**Exercise details:**
Every line holding the string "below" should be copied from the listing.
************
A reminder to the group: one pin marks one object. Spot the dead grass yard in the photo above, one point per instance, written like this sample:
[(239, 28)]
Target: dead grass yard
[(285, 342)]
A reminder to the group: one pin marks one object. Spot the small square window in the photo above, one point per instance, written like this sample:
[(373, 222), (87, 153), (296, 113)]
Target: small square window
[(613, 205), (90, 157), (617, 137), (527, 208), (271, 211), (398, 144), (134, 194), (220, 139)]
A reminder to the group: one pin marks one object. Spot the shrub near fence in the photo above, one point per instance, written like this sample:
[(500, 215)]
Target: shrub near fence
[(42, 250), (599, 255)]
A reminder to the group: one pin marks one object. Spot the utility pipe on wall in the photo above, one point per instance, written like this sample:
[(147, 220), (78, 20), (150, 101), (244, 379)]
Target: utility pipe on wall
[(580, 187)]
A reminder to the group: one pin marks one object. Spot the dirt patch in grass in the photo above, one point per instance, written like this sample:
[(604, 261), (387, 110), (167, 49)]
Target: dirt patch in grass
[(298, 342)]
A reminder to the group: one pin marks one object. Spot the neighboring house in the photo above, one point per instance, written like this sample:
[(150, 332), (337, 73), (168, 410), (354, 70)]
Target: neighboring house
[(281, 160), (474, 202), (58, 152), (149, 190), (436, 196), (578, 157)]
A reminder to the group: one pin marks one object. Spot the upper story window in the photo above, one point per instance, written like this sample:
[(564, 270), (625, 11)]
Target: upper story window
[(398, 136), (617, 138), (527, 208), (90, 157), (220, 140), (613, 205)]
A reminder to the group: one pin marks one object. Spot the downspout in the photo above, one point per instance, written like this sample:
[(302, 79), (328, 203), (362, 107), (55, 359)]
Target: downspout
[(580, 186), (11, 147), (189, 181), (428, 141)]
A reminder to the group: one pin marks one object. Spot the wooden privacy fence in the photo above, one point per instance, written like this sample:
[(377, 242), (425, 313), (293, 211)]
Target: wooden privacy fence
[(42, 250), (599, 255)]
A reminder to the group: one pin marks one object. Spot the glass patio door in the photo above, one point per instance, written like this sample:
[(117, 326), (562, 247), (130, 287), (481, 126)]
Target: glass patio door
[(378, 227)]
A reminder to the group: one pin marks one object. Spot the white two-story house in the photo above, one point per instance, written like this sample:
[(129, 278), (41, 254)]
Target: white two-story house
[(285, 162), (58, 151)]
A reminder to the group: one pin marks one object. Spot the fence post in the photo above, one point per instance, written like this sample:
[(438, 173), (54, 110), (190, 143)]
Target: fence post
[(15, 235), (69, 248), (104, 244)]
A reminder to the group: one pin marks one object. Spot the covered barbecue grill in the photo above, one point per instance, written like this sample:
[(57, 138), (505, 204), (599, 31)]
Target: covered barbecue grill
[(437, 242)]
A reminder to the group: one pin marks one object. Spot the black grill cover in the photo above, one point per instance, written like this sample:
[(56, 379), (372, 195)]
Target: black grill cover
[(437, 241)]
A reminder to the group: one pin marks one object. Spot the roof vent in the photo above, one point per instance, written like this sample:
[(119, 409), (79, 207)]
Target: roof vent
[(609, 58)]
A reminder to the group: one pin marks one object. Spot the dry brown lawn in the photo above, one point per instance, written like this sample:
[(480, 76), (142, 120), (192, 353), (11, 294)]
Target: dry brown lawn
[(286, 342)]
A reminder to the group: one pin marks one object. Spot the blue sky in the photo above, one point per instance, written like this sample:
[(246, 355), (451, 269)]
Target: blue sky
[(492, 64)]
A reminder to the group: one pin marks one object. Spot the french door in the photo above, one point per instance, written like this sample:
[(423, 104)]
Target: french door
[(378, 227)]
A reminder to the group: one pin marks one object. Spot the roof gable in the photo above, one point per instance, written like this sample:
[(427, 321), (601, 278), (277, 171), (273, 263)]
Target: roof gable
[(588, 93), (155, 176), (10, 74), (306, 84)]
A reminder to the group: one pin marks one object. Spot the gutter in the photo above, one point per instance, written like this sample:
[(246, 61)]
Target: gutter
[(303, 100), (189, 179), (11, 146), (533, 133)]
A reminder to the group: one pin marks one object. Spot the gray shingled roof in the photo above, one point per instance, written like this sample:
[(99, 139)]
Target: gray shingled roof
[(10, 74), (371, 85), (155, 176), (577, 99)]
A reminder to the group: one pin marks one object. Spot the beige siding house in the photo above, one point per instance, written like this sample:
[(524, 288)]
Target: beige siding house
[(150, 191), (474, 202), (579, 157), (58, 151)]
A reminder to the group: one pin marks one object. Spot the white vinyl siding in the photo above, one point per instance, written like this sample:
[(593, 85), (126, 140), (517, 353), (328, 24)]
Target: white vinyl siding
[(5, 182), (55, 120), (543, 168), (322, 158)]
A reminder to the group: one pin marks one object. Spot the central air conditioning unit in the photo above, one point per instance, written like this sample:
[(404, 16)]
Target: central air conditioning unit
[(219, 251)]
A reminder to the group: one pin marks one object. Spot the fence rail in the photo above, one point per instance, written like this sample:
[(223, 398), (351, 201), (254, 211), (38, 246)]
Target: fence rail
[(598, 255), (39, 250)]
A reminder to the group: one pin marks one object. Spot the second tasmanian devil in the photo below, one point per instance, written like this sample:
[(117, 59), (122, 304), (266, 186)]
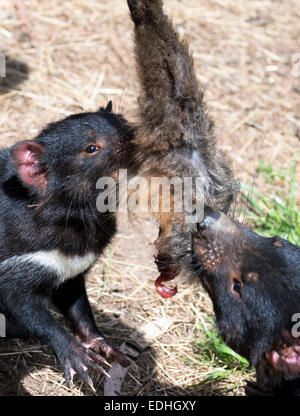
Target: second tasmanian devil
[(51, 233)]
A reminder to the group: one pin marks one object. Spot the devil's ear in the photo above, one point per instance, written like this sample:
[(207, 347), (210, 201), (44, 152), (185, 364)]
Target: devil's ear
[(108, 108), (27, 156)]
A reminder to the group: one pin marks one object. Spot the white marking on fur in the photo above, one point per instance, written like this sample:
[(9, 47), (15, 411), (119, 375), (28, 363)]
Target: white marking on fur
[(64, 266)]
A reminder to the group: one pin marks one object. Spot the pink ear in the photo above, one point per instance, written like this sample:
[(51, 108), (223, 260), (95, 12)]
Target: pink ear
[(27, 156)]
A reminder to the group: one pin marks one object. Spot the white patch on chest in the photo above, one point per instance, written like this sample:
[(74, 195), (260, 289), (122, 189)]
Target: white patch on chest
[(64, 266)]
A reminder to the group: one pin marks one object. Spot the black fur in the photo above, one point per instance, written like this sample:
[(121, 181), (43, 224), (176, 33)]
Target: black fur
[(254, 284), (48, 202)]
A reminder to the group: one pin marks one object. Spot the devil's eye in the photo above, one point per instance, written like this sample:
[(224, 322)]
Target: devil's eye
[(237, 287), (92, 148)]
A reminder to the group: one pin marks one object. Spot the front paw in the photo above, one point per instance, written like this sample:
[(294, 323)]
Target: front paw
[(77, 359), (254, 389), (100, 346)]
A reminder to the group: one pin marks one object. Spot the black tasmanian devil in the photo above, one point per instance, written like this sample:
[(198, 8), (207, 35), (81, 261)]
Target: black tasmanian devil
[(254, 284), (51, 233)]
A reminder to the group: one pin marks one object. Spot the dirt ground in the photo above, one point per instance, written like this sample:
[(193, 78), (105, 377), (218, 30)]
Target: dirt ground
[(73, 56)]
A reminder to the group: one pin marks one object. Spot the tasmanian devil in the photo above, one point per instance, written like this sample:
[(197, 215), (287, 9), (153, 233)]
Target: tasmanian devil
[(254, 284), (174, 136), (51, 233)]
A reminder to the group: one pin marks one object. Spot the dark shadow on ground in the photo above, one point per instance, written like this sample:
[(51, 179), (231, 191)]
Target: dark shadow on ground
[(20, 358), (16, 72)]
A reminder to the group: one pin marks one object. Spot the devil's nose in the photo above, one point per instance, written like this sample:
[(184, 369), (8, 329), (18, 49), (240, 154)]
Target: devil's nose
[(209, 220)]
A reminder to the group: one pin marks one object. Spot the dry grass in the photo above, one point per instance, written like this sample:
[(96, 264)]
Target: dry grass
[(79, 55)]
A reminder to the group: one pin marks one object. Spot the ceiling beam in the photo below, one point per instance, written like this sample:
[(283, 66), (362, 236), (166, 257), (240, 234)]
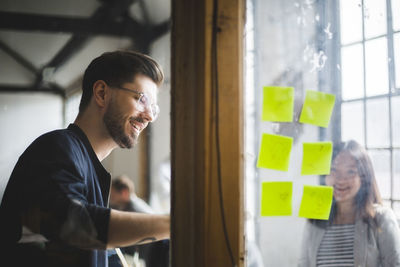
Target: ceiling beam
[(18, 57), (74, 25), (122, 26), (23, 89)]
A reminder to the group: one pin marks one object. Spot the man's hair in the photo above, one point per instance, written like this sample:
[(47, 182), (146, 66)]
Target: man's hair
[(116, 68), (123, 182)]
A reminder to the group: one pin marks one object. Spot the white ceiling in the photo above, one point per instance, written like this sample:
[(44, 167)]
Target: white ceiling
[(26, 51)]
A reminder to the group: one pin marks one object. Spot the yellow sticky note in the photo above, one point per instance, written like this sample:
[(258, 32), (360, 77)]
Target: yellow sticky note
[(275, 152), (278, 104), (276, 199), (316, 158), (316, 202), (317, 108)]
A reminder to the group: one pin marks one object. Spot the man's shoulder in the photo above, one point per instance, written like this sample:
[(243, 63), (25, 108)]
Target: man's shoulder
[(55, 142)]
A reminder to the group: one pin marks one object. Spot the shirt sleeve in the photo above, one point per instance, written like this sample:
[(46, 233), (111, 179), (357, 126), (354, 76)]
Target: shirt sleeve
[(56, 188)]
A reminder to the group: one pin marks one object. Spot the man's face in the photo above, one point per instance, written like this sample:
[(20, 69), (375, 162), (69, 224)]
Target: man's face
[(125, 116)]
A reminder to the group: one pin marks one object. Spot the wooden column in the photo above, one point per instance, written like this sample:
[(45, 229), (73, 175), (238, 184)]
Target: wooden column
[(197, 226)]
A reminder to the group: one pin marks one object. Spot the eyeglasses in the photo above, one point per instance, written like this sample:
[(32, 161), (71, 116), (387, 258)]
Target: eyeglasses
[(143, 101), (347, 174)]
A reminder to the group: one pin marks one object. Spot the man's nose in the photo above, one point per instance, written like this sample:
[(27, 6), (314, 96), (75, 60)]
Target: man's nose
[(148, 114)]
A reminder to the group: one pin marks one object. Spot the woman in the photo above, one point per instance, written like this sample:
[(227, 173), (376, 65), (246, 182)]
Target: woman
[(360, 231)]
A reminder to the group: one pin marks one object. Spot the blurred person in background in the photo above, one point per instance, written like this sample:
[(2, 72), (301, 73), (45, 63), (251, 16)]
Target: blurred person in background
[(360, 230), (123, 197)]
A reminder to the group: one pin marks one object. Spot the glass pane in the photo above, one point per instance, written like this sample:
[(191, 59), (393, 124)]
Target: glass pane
************
**Reply to the exercise:**
A reminder to the group: one pin marks one object. Spot the second tasmanian devil in the photo below, one point per instance, written like this sample:
A reminder to the group: one pin marks one object. Spot the ceiling beam in the photo below, one point per instance, written like this sample:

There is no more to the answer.